** Opening THE RECORDS block **
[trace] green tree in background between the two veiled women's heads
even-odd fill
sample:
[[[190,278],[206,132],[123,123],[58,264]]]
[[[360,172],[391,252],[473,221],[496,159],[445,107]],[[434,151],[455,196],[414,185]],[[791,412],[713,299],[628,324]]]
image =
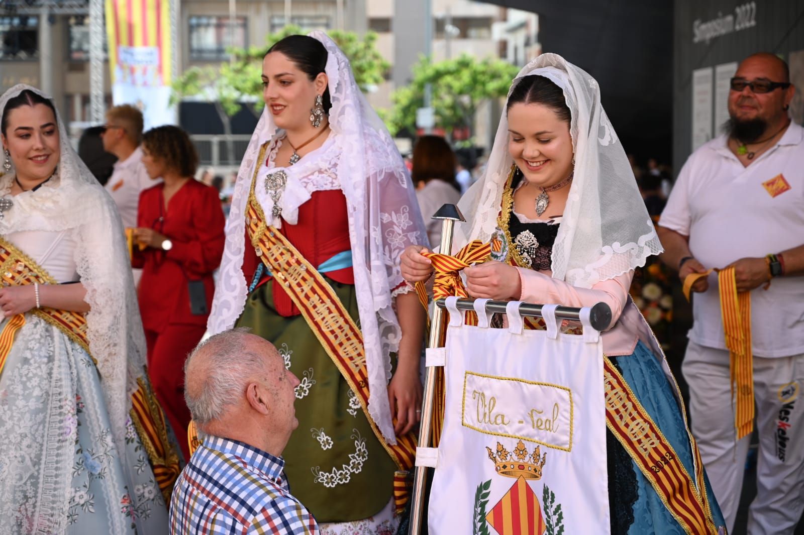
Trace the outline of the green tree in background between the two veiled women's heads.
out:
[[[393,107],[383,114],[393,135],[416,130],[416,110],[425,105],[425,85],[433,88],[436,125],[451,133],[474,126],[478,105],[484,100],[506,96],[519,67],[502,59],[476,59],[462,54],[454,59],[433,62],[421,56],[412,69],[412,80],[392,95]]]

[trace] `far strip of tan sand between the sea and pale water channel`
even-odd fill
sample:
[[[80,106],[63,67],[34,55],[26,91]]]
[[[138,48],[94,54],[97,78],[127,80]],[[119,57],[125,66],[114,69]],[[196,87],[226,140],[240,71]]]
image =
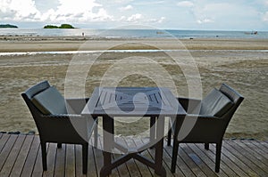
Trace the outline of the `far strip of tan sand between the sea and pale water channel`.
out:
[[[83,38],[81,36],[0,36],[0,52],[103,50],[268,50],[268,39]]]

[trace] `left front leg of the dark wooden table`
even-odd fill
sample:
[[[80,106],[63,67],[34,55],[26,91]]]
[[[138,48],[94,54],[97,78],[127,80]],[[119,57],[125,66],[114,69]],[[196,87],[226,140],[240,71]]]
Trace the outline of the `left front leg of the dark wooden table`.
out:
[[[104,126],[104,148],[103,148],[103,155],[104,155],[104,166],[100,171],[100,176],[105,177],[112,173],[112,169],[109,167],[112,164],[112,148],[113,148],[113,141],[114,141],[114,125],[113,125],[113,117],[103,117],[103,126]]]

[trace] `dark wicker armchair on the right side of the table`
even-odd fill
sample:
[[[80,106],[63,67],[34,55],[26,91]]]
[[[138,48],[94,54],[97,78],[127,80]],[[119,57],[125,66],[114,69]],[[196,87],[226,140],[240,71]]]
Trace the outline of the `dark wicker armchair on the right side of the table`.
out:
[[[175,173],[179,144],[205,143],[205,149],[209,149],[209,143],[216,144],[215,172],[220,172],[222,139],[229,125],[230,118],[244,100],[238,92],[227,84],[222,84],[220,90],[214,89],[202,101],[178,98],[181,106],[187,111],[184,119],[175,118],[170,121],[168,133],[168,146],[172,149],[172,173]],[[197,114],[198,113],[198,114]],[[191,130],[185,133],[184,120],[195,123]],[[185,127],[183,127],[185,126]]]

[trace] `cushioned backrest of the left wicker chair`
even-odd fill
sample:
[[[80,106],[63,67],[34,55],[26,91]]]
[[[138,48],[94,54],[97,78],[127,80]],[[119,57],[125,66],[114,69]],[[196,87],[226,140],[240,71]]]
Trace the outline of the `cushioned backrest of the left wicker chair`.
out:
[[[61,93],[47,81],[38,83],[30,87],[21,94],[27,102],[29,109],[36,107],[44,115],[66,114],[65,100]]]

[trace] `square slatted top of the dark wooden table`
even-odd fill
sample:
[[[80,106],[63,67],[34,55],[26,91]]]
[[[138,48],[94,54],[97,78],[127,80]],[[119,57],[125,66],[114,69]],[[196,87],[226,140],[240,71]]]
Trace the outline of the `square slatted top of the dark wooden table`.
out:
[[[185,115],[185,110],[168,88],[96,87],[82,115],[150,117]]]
** Closing THE RECORDS block **
**TO DO**
Please retype the listing in full, exactly as given, and skip every image.

**TASK RESPONSE**
[trace] green tree in background between the two veiled women's heads
even-odd fill
sample:
[[[190,278],[206,132],[123,123],[58,264]]]
[[[360,172],[391,252],[473,221],[496,159],[445,107]],[[434,151],[455,196],[414,185]],[[791,412],[713,299],[628,324]]]
image =
Trace the outline of the green tree in background between the two veiled women's heads.
out:
[[[393,107],[383,114],[393,135],[416,130],[416,110],[425,105],[425,85],[433,88],[436,125],[451,133],[474,126],[478,105],[484,100],[506,96],[519,67],[502,59],[476,59],[462,54],[454,59],[433,62],[421,56],[412,69],[412,80],[392,95]]]

[trace] `far strip of tan sand between the sea and pale water channel`
even-odd fill
sample:
[[[80,106],[63,67],[34,55],[26,91]]]
[[[138,48],[94,54],[97,78],[127,80]],[[119,57],[125,66],[114,69]],[[196,87],[226,140],[240,71]]]
image =
Trace the outline of the `far strip of tan sand between the sea and pale water channel`.
out:
[[[83,38],[81,36],[0,36],[0,52],[103,50],[268,50],[268,39]]]

[trace] `left front leg of the dark wooden table`
even-odd fill
sample:
[[[80,106],[63,67],[34,55],[26,91]]]
[[[138,48],[94,54],[97,78],[127,80]],[[119,57],[125,66],[114,69]],[[196,87],[226,140],[240,71]]]
Trace the outline of the `left front leg of the dark wooden table`.
out:
[[[104,126],[104,148],[103,148],[103,155],[104,155],[104,166],[100,171],[100,176],[105,177],[112,173],[112,169],[109,167],[112,164],[112,148],[113,148],[113,141],[114,141],[114,125],[113,125],[113,117],[103,117],[103,126]]]

[trace] `dark wicker armchair on the right side of the table`
even-odd fill
sample:
[[[80,106],[63,67],[34,55],[26,91]]]
[[[138,48],[94,54],[97,78],[127,80]],[[119,57],[125,66],[114,69]],[[196,87],[226,140],[240,71]]]
Trace the outline of the `dark wicker armchair on the right side of the table`.
out:
[[[175,173],[179,144],[205,143],[205,149],[209,149],[209,143],[216,144],[215,172],[220,172],[222,139],[229,125],[230,118],[244,100],[238,92],[227,84],[222,84],[220,90],[214,89],[202,101],[178,98],[181,106],[187,111],[184,119],[175,118],[170,121],[168,133],[168,146],[172,149],[172,173]],[[197,114],[198,113],[198,114]],[[191,130],[185,133],[184,120],[195,123]],[[185,127],[183,127],[185,126]]]

[trace] `cushioned backrest of the left wicker chair`
even-odd fill
sample:
[[[80,106],[63,67],[34,55],[26,91]]]
[[[138,48],[94,54],[97,78],[127,80]],[[119,57],[125,66],[114,69]],[[196,87],[226,140],[240,71]]]
Trace the outline of the `cushioned backrest of the left wicker chair`.
out:
[[[61,93],[47,81],[38,83],[30,87],[21,94],[27,102],[29,109],[36,107],[44,115],[66,114],[65,100]]]

[trace] `square slatted top of the dark wooden table`
even-odd fill
sample:
[[[80,106],[63,67],[34,55],[26,91]]]
[[[138,48],[94,54],[97,78],[127,80]],[[119,57],[125,66],[114,69]],[[196,87],[226,140],[240,71]]]
Trace the outline of the `square slatted top of the dark wooden table`.
out:
[[[185,115],[185,110],[168,88],[96,87],[82,115],[150,117]]]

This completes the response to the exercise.